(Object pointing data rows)

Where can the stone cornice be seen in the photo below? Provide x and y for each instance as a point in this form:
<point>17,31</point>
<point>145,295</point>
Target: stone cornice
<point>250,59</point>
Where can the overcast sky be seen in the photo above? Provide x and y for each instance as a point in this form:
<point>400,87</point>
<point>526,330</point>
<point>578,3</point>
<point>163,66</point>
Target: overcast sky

*PROBLEM DETAILS*.
Write out all of the data above word for word, with every line unchanged.

*REPLY*.
Where can the stone cornice be seen in the photo below? Provide x and y for each instance as a point in this form:
<point>17,31</point>
<point>145,295</point>
Target: stone cornice
<point>250,59</point>
Where can the overcast sky be seen in the photo above? Provide x and y for each instance as a point in this form:
<point>400,87</point>
<point>526,330</point>
<point>578,3</point>
<point>163,66</point>
Target: overcast sky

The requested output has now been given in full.